> [WHAT YOU NEED TO DO]
Look below for the line containing "of the beige". Output it and each remaining line of the entries exactly, and nothing else.

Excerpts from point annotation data
· · · ·

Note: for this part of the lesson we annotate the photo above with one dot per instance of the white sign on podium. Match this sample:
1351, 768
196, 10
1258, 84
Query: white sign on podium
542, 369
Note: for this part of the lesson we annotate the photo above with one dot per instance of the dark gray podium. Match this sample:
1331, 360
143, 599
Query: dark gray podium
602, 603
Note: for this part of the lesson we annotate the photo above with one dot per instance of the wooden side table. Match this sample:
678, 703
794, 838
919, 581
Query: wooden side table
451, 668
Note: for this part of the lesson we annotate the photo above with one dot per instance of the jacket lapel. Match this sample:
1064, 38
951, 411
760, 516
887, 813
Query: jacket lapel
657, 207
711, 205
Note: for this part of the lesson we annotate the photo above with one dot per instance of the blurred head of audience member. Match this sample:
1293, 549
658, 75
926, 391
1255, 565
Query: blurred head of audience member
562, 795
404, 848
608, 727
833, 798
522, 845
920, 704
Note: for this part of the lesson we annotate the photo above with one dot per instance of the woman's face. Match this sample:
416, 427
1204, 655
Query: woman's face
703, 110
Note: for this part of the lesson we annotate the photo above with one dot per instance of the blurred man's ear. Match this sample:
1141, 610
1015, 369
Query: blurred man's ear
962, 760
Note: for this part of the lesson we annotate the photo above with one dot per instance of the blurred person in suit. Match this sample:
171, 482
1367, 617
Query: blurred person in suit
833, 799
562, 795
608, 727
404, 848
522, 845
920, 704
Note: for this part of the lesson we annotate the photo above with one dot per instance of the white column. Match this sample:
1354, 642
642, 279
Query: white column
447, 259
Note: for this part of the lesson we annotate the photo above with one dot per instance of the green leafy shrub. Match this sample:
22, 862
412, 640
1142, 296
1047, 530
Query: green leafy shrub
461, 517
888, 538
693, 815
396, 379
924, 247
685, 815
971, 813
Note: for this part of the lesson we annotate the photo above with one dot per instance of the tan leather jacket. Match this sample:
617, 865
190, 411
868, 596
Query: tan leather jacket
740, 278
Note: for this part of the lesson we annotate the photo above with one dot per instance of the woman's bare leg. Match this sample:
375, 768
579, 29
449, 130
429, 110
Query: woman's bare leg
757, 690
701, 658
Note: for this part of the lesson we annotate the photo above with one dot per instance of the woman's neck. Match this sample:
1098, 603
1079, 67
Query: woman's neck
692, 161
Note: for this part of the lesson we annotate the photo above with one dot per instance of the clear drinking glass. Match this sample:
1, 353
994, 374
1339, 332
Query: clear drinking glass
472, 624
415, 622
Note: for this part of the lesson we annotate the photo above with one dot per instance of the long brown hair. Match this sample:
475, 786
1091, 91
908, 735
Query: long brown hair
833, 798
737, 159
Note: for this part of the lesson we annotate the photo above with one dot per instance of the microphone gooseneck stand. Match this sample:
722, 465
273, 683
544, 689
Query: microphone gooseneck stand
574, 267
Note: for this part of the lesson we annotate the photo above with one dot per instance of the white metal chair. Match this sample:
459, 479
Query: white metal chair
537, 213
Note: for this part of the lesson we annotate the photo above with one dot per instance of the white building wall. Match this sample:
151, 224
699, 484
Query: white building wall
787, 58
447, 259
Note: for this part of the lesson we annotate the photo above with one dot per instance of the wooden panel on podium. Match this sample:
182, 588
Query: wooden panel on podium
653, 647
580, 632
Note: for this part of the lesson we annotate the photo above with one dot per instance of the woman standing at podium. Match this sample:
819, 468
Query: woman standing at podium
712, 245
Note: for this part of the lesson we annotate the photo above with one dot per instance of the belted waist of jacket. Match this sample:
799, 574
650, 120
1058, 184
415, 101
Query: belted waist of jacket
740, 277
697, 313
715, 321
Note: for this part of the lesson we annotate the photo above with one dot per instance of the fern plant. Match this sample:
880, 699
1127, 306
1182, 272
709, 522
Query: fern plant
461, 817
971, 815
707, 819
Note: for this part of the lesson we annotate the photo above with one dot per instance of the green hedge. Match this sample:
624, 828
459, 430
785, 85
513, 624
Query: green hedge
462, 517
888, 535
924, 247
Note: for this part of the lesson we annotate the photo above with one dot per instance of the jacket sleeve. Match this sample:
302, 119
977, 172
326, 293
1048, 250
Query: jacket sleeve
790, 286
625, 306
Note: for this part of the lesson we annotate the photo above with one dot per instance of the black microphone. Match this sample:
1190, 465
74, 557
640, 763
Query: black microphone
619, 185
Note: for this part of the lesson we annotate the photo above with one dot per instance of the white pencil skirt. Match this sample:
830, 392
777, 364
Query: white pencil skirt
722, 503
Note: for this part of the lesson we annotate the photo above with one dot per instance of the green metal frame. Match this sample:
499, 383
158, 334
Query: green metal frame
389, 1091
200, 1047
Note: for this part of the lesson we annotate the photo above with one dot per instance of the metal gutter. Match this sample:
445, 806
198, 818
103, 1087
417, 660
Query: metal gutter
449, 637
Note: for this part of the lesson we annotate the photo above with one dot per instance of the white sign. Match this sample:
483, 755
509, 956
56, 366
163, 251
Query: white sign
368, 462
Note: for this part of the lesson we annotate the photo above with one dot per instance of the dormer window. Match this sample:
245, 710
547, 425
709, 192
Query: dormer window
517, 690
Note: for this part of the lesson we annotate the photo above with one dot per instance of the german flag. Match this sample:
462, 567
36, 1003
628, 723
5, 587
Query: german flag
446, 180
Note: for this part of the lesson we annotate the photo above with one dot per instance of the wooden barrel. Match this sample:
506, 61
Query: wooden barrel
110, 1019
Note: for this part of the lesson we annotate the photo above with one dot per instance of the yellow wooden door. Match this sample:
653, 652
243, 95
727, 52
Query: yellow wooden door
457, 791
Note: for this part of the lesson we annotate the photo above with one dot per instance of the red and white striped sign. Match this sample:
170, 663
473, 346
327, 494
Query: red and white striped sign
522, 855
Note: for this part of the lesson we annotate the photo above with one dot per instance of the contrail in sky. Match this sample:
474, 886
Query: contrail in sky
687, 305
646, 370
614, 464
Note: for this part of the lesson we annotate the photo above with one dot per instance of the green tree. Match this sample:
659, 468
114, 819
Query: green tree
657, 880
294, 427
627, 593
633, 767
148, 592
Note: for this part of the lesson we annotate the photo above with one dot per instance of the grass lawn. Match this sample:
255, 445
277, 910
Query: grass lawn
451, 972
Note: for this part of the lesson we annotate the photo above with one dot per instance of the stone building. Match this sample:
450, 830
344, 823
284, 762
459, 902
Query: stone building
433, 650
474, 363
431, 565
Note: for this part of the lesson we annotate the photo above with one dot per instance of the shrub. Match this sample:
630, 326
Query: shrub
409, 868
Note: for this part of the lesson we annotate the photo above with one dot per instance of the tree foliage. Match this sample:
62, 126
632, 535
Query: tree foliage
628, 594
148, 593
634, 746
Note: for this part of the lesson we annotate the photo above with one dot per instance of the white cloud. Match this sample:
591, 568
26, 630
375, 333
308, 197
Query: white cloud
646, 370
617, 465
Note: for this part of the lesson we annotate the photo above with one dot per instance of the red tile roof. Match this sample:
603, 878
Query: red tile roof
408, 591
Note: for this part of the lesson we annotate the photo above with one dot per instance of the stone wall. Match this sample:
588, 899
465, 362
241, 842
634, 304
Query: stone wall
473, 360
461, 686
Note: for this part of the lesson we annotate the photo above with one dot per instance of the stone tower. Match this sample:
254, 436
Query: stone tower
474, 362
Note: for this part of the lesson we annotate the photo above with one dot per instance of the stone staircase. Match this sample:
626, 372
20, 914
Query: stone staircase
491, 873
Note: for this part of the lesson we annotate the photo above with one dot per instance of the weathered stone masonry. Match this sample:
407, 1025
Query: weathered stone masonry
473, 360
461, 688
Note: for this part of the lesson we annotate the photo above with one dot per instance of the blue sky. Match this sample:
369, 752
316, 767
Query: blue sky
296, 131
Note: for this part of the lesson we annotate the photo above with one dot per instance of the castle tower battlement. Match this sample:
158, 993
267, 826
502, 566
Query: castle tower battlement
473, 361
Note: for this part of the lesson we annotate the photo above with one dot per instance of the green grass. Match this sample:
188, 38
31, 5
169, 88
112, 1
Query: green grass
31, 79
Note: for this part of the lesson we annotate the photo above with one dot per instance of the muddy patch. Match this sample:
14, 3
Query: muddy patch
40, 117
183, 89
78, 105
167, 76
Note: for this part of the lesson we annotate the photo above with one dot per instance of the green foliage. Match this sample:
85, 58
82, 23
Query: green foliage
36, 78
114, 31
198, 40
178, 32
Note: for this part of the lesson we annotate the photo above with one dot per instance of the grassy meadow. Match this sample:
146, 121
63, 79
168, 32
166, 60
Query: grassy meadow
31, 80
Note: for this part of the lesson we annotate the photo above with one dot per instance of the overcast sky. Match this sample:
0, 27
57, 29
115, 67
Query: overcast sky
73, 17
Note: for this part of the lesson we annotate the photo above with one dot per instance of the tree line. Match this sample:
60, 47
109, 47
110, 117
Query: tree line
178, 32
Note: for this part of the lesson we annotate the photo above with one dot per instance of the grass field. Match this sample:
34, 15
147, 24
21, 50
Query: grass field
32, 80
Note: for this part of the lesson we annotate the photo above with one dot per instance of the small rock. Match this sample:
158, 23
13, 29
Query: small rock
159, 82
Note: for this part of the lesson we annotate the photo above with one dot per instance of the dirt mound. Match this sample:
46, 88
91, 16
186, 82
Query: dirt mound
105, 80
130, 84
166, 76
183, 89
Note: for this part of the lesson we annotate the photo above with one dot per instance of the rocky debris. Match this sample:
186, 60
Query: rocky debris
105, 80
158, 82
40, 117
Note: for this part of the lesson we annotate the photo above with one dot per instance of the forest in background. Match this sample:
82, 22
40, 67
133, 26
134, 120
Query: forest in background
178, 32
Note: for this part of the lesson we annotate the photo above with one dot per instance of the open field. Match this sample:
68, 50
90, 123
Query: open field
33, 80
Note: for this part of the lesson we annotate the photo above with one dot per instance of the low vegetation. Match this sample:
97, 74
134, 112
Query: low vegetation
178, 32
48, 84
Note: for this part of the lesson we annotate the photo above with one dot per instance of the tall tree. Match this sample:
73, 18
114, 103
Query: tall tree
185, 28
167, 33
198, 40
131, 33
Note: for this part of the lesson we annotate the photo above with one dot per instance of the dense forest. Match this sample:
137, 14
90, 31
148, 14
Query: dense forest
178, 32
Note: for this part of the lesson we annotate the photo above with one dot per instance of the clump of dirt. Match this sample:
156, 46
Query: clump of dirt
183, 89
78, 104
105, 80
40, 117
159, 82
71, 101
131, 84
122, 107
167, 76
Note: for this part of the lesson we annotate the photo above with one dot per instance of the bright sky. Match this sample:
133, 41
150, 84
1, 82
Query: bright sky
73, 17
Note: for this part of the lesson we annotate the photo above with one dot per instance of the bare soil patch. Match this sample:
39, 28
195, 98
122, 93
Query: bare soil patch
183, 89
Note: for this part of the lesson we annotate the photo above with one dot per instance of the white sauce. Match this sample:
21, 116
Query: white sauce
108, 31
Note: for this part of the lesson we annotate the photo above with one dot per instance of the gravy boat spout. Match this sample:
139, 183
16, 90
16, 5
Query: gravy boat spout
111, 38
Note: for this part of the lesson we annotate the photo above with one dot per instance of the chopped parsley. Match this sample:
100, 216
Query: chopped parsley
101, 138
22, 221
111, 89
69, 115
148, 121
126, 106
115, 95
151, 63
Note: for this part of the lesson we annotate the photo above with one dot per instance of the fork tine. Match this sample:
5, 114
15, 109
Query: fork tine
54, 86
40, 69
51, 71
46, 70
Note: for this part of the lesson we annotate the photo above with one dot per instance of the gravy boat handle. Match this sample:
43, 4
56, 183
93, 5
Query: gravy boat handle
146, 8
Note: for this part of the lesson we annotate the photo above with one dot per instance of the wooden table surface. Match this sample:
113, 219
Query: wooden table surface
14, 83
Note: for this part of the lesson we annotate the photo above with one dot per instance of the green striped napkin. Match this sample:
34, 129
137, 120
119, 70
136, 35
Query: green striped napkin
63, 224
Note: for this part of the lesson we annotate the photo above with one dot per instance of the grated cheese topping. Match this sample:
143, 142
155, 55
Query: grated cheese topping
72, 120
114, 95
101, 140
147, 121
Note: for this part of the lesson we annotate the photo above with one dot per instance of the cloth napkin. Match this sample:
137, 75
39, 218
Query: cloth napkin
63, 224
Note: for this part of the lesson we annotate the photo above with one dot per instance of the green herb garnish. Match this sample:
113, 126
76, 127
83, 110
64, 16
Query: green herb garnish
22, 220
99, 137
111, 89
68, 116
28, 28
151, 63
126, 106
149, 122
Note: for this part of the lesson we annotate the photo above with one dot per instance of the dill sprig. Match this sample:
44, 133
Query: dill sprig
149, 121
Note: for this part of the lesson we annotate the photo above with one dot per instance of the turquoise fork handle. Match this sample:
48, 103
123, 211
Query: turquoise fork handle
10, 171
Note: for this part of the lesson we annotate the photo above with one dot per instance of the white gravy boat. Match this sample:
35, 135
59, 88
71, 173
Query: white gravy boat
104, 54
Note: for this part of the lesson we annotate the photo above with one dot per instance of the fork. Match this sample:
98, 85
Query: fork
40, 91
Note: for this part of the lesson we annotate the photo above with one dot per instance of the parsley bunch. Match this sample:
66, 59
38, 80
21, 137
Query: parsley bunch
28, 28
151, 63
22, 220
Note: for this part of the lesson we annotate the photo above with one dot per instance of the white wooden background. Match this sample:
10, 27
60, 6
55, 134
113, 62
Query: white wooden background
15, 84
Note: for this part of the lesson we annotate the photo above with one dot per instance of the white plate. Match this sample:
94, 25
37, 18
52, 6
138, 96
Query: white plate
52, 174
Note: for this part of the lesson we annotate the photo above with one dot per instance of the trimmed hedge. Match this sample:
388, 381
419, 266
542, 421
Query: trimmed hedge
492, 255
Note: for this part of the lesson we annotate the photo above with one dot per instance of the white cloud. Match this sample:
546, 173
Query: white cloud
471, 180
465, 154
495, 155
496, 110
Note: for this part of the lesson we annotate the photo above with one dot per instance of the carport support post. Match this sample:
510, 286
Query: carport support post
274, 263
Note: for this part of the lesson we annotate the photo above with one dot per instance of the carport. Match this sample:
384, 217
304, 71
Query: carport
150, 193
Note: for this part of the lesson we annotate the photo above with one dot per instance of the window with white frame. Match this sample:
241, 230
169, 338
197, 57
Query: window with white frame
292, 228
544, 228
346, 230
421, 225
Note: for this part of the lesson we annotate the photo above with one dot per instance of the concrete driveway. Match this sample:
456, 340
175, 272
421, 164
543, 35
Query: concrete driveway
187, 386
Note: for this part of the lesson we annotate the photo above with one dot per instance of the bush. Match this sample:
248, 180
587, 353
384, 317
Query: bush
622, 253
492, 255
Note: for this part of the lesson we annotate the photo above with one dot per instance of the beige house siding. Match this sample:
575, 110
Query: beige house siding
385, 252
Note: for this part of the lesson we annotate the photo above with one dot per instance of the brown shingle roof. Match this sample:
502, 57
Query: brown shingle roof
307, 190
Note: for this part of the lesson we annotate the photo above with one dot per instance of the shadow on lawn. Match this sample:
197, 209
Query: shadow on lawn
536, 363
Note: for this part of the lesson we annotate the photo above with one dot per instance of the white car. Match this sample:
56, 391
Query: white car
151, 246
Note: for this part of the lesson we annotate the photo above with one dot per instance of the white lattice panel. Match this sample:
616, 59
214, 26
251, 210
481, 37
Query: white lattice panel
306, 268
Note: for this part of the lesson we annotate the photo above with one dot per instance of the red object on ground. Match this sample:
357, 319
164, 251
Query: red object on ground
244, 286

· · · ·

> [RESPONSE TO THIS EXERCISE]
Note: for this part of the lesson we annotate the photo above with one dot per instance of the beige house siding. Match this sample:
575, 110
Query: beige house siding
385, 252
Note: for this part of the lesson we annotate the photo above with one dot per instance of the brown shingle roof. Match this sample:
502, 57
Query: brown shingle roof
307, 190
Note: for this part of the lesson we annotate the photo above with one dot per instance of the shadow on lawn. Match this sample:
197, 209
Query: shadow on lawn
536, 363
Note: for this part of the lesson we annotate the photo above with one dot per instance of the white car. Match this sample:
56, 391
Query: white car
151, 246
Note: for this part of the lesson we annotate the photo above with one dot per instance of the white lattice panel. Match this sample:
616, 59
214, 26
251, 210
481, 37
Query: white lattice panel
306, 268
Note: for this part of the lesson we annotate the photo above with one dot per instance of the red object on ground. Match this sample:
357, 319
164, 251
Query: red object on ground
244, 286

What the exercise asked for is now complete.